EXTRAIT CHOISI

Et un enfant est toujours ingrat; en tout cas il le devient pendant un certain temps. La période de la "dérive", celle qui s'étire de l'adolescence à la maturité pleine et entière. Lorsque le fils devient père, le père devient sage, c'est connu. Autant se gendarmer avec ses parents était une "connerie nécessaire", autant philosopher avec eux, passée la trentaine, serait une passionnante normalité. Un père parle avec un acteur qui, à ses yeux, reste toujours un gamin.
Evidemment, le père n'est pas aussi "sacré" que la mère. Il ne fait qu'assurer la vile "dépense" comme dirait Foucault. Un pur plaisir. D'ailleurs, je me demande si un homme se résoudrait à cet exercice s'il n'en retirait aucune saveur. Deux en un. Accessoire, sans doute. Mais une fois que le processus s'enclenche, primordial. Je ne suis pas père mais le mien était un formidable modèle pour comprendre la psychologie des pères. Je suis donc à mi-chemin entre théorie et pratique.
La mère, dis-je, est sur un piédestal, dans ma conception de la vie. C'est autre chose. La seule fidèle. Toujours subjective mais bon. J'avais lu une histoire : une fille très disgracieuse avait grandi dans la conviction qu'elle était très belle; sa mère lui rappelait à chaque fois qu'elle était la plus belle des filles. Et elle la crut. Mais peu à peu, à l'école, au collège, au lycée, elle se rendit compte qu'elle était loin de remplir les canons les plus élémentaires de la beauté. Elle en fut désespérée. Et très enfiellée à l'encontre de sa mère; la menteuse. Tellement malheureuse qu'elle préféra devenir aveugle pour ne plus se supporter; sa prière fut exaucée. Les premiers jours, elle était heureuse dans le malheur. Elle ne se voyait plus dans la glace. Mais petit à petit, cette infirmité la gêna dans la vie courante, elle n'en pouvait plus; et décida de se faire opérer pour recouvrer la vue, l'élément essentiel de la vie. L'opération se passa à merveille; lorsque le docteur lui tendit la glace et qu'elle se vit, elle tomba des nues. Elle était sublime. Affriolante. Le docteur lui avait donc fait une surprise en profitant de l'occasion pour faire une opération esthétique. Elle le remercia chaleureusement; le docteur ne comprit rien, il ne fit qu'ajouter : "nous avons juste fait une transplantation des yeux, c'est tout. D'ailleurs, c'est votre mère qui en a fait don"... Les yeux de la mère...

EXERCICE PROPOSÉ 1
Recopiez fidèlement le passage de l'extrait sur les parents qui va de « Evidemment, le père » jusqu'à « théorie et pratique. » inclus.
Le texte et les entrées sont deux ensembles sans lien entre eux.

(Extraits de données sur le pointage d'objets)

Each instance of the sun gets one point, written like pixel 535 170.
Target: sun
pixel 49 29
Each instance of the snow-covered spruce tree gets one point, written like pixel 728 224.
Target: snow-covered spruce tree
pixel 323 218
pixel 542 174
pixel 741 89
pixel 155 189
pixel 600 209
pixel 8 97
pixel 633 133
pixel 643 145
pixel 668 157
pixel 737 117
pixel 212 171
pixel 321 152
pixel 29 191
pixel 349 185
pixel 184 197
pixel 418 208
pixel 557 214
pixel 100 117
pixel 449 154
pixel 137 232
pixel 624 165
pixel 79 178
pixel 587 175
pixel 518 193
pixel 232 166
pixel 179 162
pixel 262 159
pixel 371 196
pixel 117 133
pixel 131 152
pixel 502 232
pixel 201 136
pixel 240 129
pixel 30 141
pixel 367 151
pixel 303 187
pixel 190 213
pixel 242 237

EXERCICE PROPOSÉ 2
Reproduisez à l'identique les lignes des entrées, de celle qui contient « Each instance of the snow-covered » jusqu'à la dernière ligne des entrées, les deux bornes comprises.

RÉPONSE ATTENDUE 1
Evidemment, le père n'est pas aussi "sacré" que la mère. Il ne fait qu'assurer la vile "dépense" comme dirait Foucault. Un pur plaisir. D'ailleurs, je me demande si un homme se résoudrait à cet exercice s'il n'en retirait aucune saveur. Deux en un. Accessoire, sans doute. Mais une fois que le processus s'enclenche, primordial. Je ne suis pas père mais le mien était un formidable modèle pour comprendre la psychologie des pères. Je suis donc à mi-chemin entre théorie et pratique.

RÉPONSE ATTENDUE 2
Each instance of the snow-covered spruce tree gets one point, written like pixel 728 224.
Target: snow-covered spruce tree
pixel 323 218
pixel 542 174
pixel 741 89
pixel 155 189
pixel 600 209
pixel 8 97
pixel 633 133
pixel 643 145
pixel 668 157
pixel 737 117
pixel 212 171
pixel 321 152
pixel 29 191
pixel 349 185
pixel 184 197
pixel 418 208
pixel 557 214
pixel 100 117
pixel 449 154
pixel 137 232
pixel 624 165
pixel 79 178
pixel 587 175
pixel 518 193
pixel 232 166
pixel 179 162
pixel 262 159
pixel 371 196
pixel 117 133
pixel 131 152
pixel 502 232
pixel 201 136
pixel 240 129
pixel 30 141
pixel 367 151
pixel 303 187
pixel 190 213
pixel 242 237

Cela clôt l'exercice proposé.